Object location annotation data:

## Begin

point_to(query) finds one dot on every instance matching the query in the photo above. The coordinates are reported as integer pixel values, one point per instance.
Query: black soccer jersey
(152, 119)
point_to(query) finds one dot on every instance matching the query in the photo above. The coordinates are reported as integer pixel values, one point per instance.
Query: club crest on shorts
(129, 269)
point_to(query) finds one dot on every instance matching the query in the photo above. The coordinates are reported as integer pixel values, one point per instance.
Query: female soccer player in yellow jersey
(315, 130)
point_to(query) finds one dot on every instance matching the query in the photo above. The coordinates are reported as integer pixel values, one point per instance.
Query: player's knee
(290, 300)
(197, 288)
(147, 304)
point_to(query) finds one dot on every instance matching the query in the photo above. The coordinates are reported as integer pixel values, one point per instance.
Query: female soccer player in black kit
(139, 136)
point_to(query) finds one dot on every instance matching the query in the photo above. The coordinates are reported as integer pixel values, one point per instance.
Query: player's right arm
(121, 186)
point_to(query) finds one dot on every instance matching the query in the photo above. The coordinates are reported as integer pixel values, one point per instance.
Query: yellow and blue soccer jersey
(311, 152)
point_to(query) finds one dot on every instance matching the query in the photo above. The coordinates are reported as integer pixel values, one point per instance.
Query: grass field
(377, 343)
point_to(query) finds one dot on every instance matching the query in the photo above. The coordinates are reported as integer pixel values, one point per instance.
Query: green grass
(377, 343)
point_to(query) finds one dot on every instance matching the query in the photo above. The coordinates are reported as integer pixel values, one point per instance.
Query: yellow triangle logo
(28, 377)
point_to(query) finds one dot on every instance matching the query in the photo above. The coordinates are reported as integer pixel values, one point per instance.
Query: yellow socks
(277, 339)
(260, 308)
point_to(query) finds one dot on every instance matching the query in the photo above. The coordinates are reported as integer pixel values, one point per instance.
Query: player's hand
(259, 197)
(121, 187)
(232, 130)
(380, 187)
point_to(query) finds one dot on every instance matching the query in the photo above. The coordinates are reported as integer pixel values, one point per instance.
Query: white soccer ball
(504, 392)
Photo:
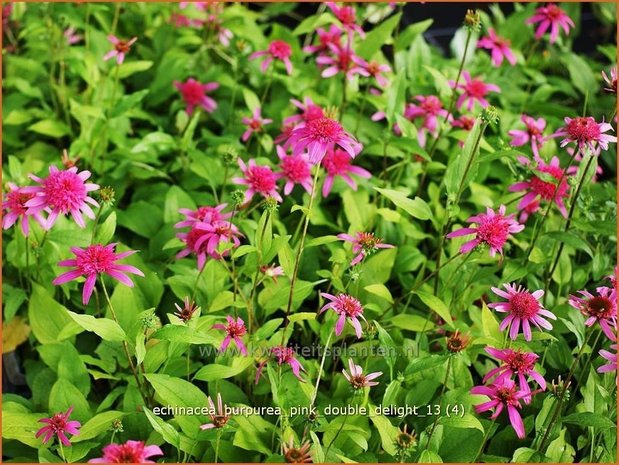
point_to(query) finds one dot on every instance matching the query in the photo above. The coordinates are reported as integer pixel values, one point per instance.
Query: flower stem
(125, 345)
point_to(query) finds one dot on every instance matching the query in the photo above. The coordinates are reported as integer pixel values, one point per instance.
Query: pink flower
(60, 426)
(71, 36)
(62, 192)
(601, 308)
(309, 111)
(357, 379)
(515, 362)
(235, 329)
(345, 306)
(553, 17)
(296, 169)
(129, 452)
(218, 415)
(319, 135)
(121, 48)
(429, 108)
(503, 395)
(612, 81)
(347, 16)
(374, 69)
(534, 133)
(585, 132)
(93, 261)
(205, 239)
(272, 271)
(338, 163)
(538, 188)
(493, 229)
(364, 244)
(342, 59)
(523, 308)
(325, 38)
(254, 124)
(259, 179)
(499, 48)
(474, 90)
(194, 93)
(203, 214)
(612, 358)
(14, 205)
(278, 50)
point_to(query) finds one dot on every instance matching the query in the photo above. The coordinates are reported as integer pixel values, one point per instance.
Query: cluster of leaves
(127, 124)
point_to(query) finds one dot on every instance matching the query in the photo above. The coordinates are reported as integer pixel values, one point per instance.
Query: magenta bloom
(325, 38)
(474, 90)
(93, 261)
(338, 163)
(259, 179)
(553, 17)
(534, 133)
(364, 244)
(341, 60)
(202, 214)
(62, 192)
(515, 363)
(357, 379)
(374, 69)
(612, 358)
(194, 94)
(59, 425)
(612, 81)
(499, 48)
(278, 50)
(121, 48)
(204, 239)
(600, 308)
(235, 329)
(429, 108)
(347, 16)
(523, 308)
(493, 229)
(14, 205)
(254, 124)
(503, 395)
(319, 135)
(537, 188)
(347, 307)
(309, 111)
(296, 169)
(585, 132)
(218, 415)
(129, 452)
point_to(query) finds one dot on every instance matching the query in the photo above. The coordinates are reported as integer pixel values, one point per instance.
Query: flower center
(95, 259)
(523, 305)
(261, 179)
(583, 129)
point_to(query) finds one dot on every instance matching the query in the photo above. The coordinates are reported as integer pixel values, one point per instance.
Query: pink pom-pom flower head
(129, 452)
(553, 17)
(62, 192)
(523, 309)
(493, 229)
(59, 425)
(93, 261)
(121, 48)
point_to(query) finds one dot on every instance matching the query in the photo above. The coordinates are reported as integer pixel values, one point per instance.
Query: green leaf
(213, 371)
(416, 207)
(50, 127)
(436, 305)
(106, 329)
(97, 425)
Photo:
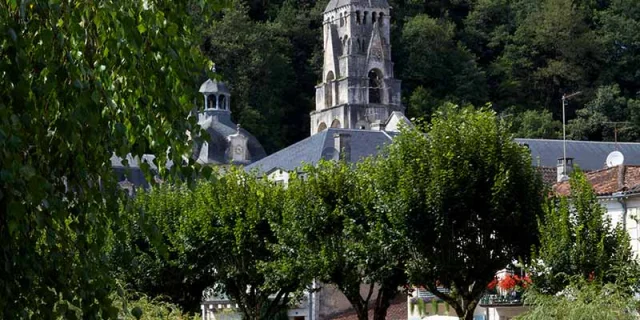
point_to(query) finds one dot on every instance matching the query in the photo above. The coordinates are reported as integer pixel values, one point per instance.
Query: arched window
(211, 101)
(222, 102)
(375, 86)
(345, 45)
(328, 96)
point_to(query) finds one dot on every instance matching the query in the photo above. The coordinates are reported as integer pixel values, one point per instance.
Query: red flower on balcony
(492, 285)
(507, 283)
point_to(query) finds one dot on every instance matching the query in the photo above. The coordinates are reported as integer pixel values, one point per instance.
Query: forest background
(519, 55)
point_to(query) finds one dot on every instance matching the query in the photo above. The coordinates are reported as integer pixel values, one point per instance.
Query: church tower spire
(358, 87)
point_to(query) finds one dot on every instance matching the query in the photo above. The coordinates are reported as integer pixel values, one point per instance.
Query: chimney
(562, 175)
(342, 144)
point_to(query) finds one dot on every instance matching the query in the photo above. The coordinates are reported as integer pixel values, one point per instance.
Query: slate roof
(549, 175)
(219, 127)
(588, 155)
(321, 146)
(623, 178)
(335, 4)
(213, 86)
(397, 311)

## End

WORK TO DO: All of the material above needs to be restated exactly, with no pictures.

FINAL RESULT:
point_to(query) finds one dot on every instance matching the query in the photo above. The coordinates are reported as integer pixel values, one point per instance.
Query: black soccer jersey
(152, 119)
point_to(query) finds one dot on every instance matching the query in the photo above. The coordinates are reported as integer pixel values, one point per instance.
Query: club crest on shorts
(129, 269)
point_to(query) finds one dot on every instance matching the query in the photo above. The coordinates are reported as integer pixel values, one point per instance.
Query: female soccer player in yellow jersey
(315, 130)
point_to(query) finds one dot on every instance matching the query in the photo above. The coordinates are reported as integer pixel values, one point per instance.
Query: player's knee
(290, 300)
(197, 288)
(147, 304)
point_to(query) finds one dot on every instance matching the query in the photo above. The coordinates are reported as integer pixel values, one point per instance.
Query: female soccer player in black kit
(139, 136)
point_to(query) finds one dot on every instance matching the query in the photo above. The coordinates are reported as integer pixel values, one point per instance.
Query: player's right arm
(121, 186)
point_to(query) finds one dot on every instance matching the query in the photo above. The coordinates are reported as integer pixel values, one point per instance.
Query: yellow and blue soccer jersey
(311, 152)
point_to(query) finds one dot on every instance matching the query in the photo above. The coordinates are reported as integer pixel values, one point per instance.
Query: grass field
(377, 343)
point_to(query) finds one dot on every instance matching the query in the photo above. The coordinates are reported as integer pixel values, one point per instance.
Query: green grass
(377, 343)
point_to(query) finds one dot on every instance matching the query in the photo above. The coordinates are reported as integer pixel values, one point per instance.
Query: yellow triangle logo
(28, 377)
point_to(query) finds one dot on every instance matching the query in the photo above. The coordinates are reported as integer pixel values, one point per instance.
Query: yellow socks
(277, 339)
(260, 308)
point_to(query) finds one dot on every instance matching the query in the photo above. The coordinates are reported as integer pixel values, one point per instance.
Query: player's hand
(259, 197)
(121, 187)
(232, 130)
(380, 187)
point_to(query) finds one dot on every instance matching the query in the photo above. The coordinates are reported as integer pixel values, one point per instance.
Query: white soccer ball
(504, 392)
Photo:
point_to(query) finds one dot on every instance matching the query in the photo above. The coordinates are reported as integer pixel values, one point per instance.
Query: flower stem
(125, 345)
point_to(query) finds one dot on every instance matching the query in the photo above. The coordinates are reported as integer pixel values, one point per instance.
Query: pink flower
(60, 426)
(71, 36)
(62, 192)
(601, 308)
(309, 111)
(357, 379)
(515, 362)
(235, 329)
(345, 306)
(553, 17)
(296, 169)
(129, 452)
(218, 415)
(319, 135)
(121, 48)
(429, 108)
(503, 395)
(612, 81)
(347, 16)
(374, 69)
(534, 133)
(585, 132)
(93, 261)
(205, 239)
(272, 271)
(338, 163)
(538, 188)
(493, 229)
(364, 244)
(342, 59)
(523, 308)
(325, 38)
(254, 124)
(259, 179)
(499, 48)
(474, 90)
(194, 93)
(203, 214)
(612, 358)
(14, 205)
(278, 50)
point_to(query) finds one dot on every instance matching the query in the photo above. The coordinates are reported as integer pixel values, one point per instance.
Query: cluster of leaves
(127, 124)
point_to(query) finds one dot on every instance matching the query in the photo above. The coordinates are reported as integer pixel values, one point per instance.
Query: magenta bloom
(325, 38)
(474, 90)
(93, 261)
(338, 163)
(259, 179)
(553, 17)
(534, 133)
(364, 244)
(341, 60)
(202, 214)
(62, 192)
(515, 363)
(357, 379)
(374, 69)
(612, 358)
(194, 94)
(59, 425)
(612, 81)
(499, 48)
(278, 50)
(121, 48)
(204, 239)
(600, 308)
(235, 329)
(429, 108)
(347, 16)
(523, 308)
(493, 229)
(14, 205)
(254, 124)
(503, 395)
(319, 135)
(537, 188)
(347, 307)
(309, 111)
(296, 169)
(585, 132)
(218, 415)
(129, 452)
point_to(query) finds one dot on every instance matching the query in the photo above. The coordinates are reported as integer pixel values, one point per instance.
Query: flower center
(95, 259)
(523, 305)
(261, 179)
(583, 129)
point_to(query) finds one dot on every instance matching the query in the photo above. The coordinates are reported as integer pixel values, one point per instance.
Query: pink pom-pom flower head
(129, 452)
(553, 17)
(62, 192)
(523, 309)
(493, 229)
(59, 425)
(93, 261)
(121, 48)
point_to(query) finds one dot on every instance matching the query in the photo above. The coordinates are reported as integer pixel values, one point per instance.
Query: green leaf
(213, 371)
(416, 207)
(50, 127)
(436, 305)
(106, 329)
(97, 425)
Photo:
point_to(query) finds one dot on every instance matching the query in the photo above. The coordinates are reported as integer pixel values, one point per instance.
Query: arched window
(211, 101)
(222, 102)
(375, 86)
(345, 45)
(328, 96)
point_to(query) finds one dot on every instance matching the query in the photo above. The coordinates are reported as integer pixel values, one point per instance.
Query: red flower on balcony
(492, 285)
(507, 283)
point_to(query) finds one dot on every instance matching the query in the photo above. The coordinates are reported as integer pixel values, one point per instance.
Query: forest background
(519, 55)
point_to(query) finds one dot on every instance matching the query in the photo above. The coordinates are reported as integer pixel values, one point per instance.
Query: church tower spire
(358, 87)
point_to(query) finds one dot on every instance matching the query in the photo above. The coordinates are reported as integer pixel values, one point per instance.
Query: chimney
(562, 175)
(342, 144)
point_to(query) finds one dot on every instance matching the query in the photo above. The coordinates are reported as integer pixel values, one point per instance.
Query: slate roof
(549, 175)
(219, 127)
(588, 155)
(321, 146)
(623, 178)
(335, 4)
(213, 86)
(397, 311)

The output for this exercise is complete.